4. Rights of Distinction: The Kingdom of the State of Louisiana will also have a Constitutional Commitment to preserving rather than removing distinction within the context of allowing and supporting the exercise and assertion of widely distributed rights. Whereas the concept of separate but equal under segregation in another time may have been bordering on the ridiculous from many points of view this principle is less succinctly stated. The principle will however govern much of life and politics under this regime and in this polity.
a. First, when a right is identified as properly pertaining to someone and their exercise as lawful then the sphere and capacity to exercise that right must be substantial to the point of transcending the social order and to causing localized disruptions in the polity’s Modus Vivendi if necessary to substantiate that right.
b. Second, the exercise of a right need not be equal to that of everyone else exercising that right. Rights are always limited and they can therefore be the same right in differing degree.
c. Third, the degree to which a right may be exercised is determined with reference to legal and historic precedent, the social order and modus Vivendi of the polity and the moral contingencies of the context and situation in which the right is to be exercised.
d. Fourth, in regard to the rights to a distinct degree of exercise and advantage in relative assessment and measuring of rights the greatest preference lies with the King always.
e. Fifth, rights against interference and defensive in nature which impose no or little cost on the State or to be given a due advantage over costly positive rights when there is a conflict between the two sets of rights.
Section Two: The Bill of Rights
Subsection One: Authoritative Section Preamble
The Kingdom of the State of Louisiana recognizes that there are many forms of the Declarations of Rights and Bills of Rights in various societies. However, this Bill of Rights may nonetheless be in the end a rather unique declaration of certain rights worth enumerating and labeling in a single Bill in the Constitutional Charter of this Society and Polity. This Bill of Rights embraces those rights designated to be within it largely as limits on the power of the State or as guides to its exercise of that power.
Subsection Two: The Rights of All Citizen-Subjects
Provision One: The Term Citizen-Subject is a term which is properly a bit nuanced but there are right and obligations which are more properly those of a citizen and others of each which are more properly those of a subject and which have combined in the political and civic character of the constituent free inhabitants of this people and place.
Provision Two: The Governments and sovereigns of this polity shall not except in exceptions specified in this Constitution deprive citizen-subjects of life liberty or property outside normal legal channels. In normal legal channels and in a large degree outside of them all Citizen-Subjects are entitled to the union of rights which together from Due Process of Law as Defined in the Article of this Constitution titled Judiciary.
Provision Three: Citizen-Subjects are entitled to contract freely within the law, possibility and enforceability for the normal and likely needs and wants of the human condition and civic life.
Provision Four: Citizen-Subjects are entitled to marry, to establish domestic regimes, to enter into other lawful domestic regimes and to enjoy both the cloak of domesticity therein and the reasonable expectation of the preservation of the regime.
Provision Five: The State shall not enter into the prior restraint of publications of any kind, nor exemplary suits or punishment of publications of any kind. Its remedy against unlawful publications shall be confined to penalties defined in law, the suits for actual damages and the assistance of the aggrieved in the exercise of similar rights. Neither the State nor the Kingdom shall punish nor sue any publication except for Libel, Slander, Defamation and Treasonous Publication narrowly defined and interpreted from the language of this Constitution.

> _TASKS TO CARRY OUT_
a. Answer from the constitutional text:
(i) Under the fourth principle of distinction, who always holds the greatest preference?
(ii) What is Section Two titled?
(iii) Under Provision Five, for which kinds of publication may the State or the Kingdom punish or sue?
b. Write the next part of the constitutional text, picking up after its final sentence.
The lines after this point are separate from the constitutional text.

> _SUPPLIED MATERIAL_
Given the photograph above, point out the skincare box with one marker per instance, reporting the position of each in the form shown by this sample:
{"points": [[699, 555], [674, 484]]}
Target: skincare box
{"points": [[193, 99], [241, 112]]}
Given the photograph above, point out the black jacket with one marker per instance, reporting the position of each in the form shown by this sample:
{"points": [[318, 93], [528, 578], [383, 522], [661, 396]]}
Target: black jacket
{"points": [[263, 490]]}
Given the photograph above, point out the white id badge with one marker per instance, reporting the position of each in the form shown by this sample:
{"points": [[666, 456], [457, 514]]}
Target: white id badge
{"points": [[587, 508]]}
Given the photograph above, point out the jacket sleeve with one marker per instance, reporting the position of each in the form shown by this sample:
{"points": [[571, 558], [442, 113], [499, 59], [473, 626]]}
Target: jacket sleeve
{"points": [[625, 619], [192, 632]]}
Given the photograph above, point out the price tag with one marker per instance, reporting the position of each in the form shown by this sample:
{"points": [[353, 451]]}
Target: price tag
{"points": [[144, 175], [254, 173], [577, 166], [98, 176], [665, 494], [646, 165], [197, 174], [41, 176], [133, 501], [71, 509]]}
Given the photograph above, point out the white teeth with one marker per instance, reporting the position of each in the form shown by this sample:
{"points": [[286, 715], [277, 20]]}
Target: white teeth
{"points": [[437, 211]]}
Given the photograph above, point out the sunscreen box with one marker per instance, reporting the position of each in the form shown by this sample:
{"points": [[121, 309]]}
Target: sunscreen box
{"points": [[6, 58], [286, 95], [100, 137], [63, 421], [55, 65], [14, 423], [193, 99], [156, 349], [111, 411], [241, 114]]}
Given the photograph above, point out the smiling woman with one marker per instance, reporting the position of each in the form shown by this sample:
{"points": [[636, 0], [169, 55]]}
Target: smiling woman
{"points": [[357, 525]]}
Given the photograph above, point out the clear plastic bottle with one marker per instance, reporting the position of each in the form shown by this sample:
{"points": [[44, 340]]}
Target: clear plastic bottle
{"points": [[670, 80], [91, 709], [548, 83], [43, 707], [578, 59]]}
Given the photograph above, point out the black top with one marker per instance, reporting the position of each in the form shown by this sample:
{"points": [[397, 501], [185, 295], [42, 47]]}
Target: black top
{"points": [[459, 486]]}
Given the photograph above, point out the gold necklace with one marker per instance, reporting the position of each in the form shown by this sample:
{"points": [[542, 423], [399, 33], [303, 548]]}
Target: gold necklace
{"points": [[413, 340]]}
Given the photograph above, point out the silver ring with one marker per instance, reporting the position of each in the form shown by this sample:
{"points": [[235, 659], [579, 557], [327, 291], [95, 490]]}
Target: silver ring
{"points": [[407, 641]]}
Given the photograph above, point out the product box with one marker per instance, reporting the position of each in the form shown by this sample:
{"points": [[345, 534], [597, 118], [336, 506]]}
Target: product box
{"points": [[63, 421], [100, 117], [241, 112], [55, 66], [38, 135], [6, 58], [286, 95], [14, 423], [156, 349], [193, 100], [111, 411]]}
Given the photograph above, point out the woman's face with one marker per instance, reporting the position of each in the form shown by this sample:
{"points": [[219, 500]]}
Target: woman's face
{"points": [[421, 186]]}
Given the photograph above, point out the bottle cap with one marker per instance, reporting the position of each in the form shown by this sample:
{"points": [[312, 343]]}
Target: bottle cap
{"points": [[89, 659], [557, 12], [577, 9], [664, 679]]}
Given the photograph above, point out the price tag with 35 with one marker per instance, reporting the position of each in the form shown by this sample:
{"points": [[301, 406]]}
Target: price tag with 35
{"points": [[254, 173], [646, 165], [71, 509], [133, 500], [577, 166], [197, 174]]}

> _THE ANSWERS_
a.
(i) The King.
(ii) The Bill of Rights.
(iii) Libel, Slander, Defamation and Treasonous Publication.

b.
Provision Six: The Citizen-Subject have the right to petition the Legislature, the Chambers of the Legislature, the Constitutional Boards, the Parish Commissions, the King, The Queen, The Royal House and the Petit Courts on matters of policy and needs of great familial or personal importance.
Provision Seven: The right to secure a profit from business shall not be the object of legal limitation and punishment except in circumstances clearly extraordinary and for reasons of compelling policy.
Provision Eight: Neither the State nor the Kingdom jointly nor separately will make any religious membership or designation criminal in itself. The Kingdom of the State of Louisiana shall not do the following:
1. Prevent the holder of any religious belief from seeking elected office, bringing suit, participating in the Honor system, holding some possible title of nobility, owning property or practicing a secular profession or that of arms because of that belief or its direct designations and declarations.
2. Destroy any well-defined and costly religious site without extraordinary observance of due process and efforts to seek an alternative.
3. Shall not prohibit any religious societies and associations from owning property.
4. Shall not determine who can be hired or fired or the standards of selection of any clergy whether regular or merely recognized but irregular except that of the Royal Chaplaincy as such.
5. Shall not interfere with religious assembly in houses of worship, places of religious assembly nor the leasing of commercial private properties for such purposes.
6. Shall not prohibit the exchange or proclamation of religious ideas in Houses of Worship, aforementioned Religious Sites nor in the private or communal places pertaining properly to those involved in the exchange.
7. Shall not prohibit any religion from seeking religious redress as provided for in this provision. The Louisiana Law Institute and the Royal Chaplain shall in addition operate an Office of Religious Variances jointly which will seek to allow the consciences of religious persons to be honored in the operation of daily law and policy and the autonomy of religious institutions on the matters of most significance to them.
8. Shall permit any religion to prove its authentic religious quality, certify a teacher and operate within the State and Parish Religious Education system.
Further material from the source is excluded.